◆ TASK REQUIREMENTS ◆
Please count the lines of the material below that contain the word "provide". Reply with the number only.

◆ STORED RECORDS ◆

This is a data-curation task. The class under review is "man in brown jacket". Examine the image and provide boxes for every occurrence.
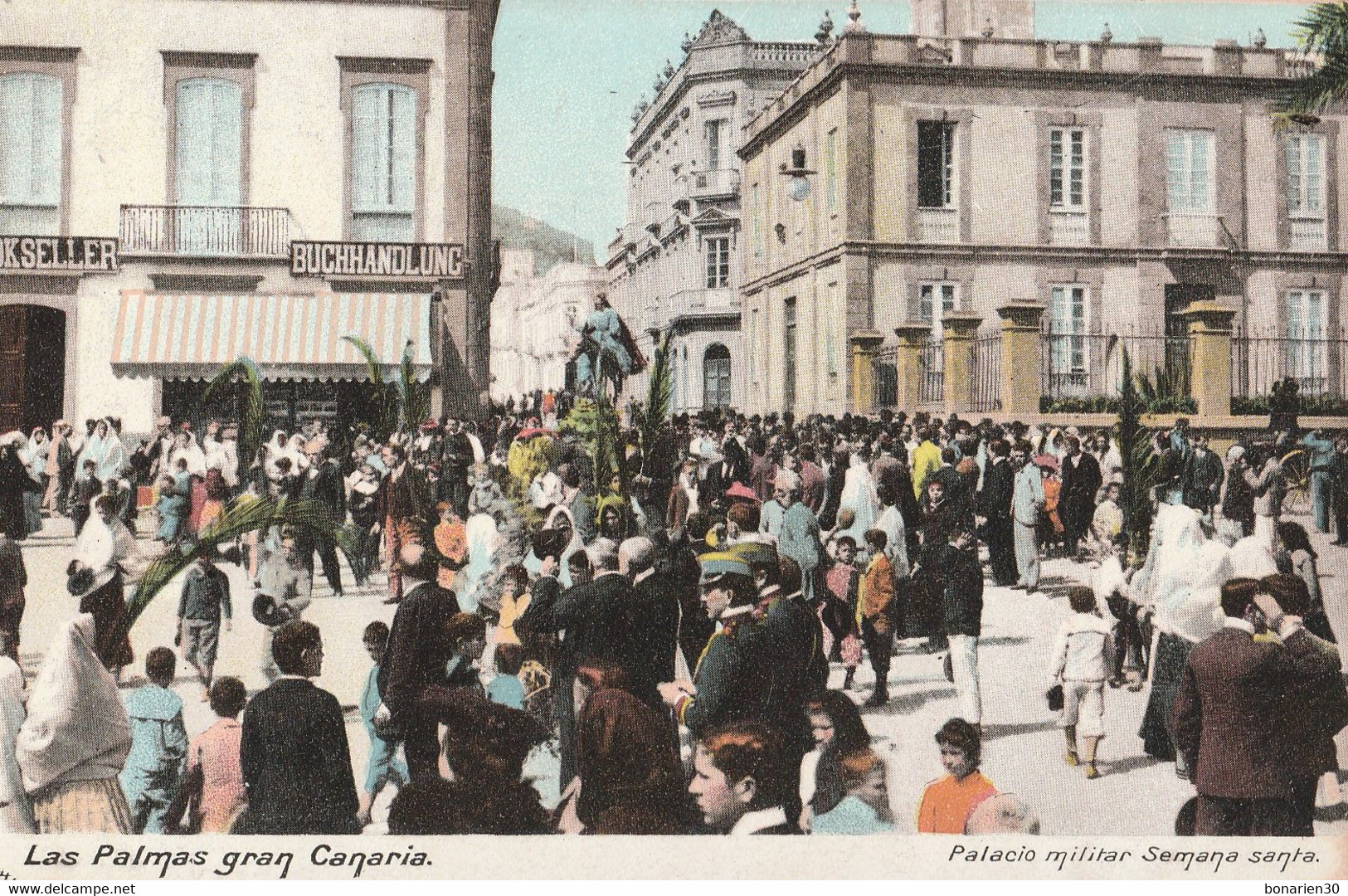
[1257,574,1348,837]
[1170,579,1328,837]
==
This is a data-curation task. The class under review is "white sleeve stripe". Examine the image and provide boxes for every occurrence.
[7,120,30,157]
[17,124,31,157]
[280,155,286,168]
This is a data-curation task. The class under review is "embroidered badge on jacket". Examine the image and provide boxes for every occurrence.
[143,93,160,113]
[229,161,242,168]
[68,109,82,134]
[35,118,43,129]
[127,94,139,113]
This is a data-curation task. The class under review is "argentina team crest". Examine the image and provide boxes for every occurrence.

◆ ANSWER TO THIS EXERCISE ◆
4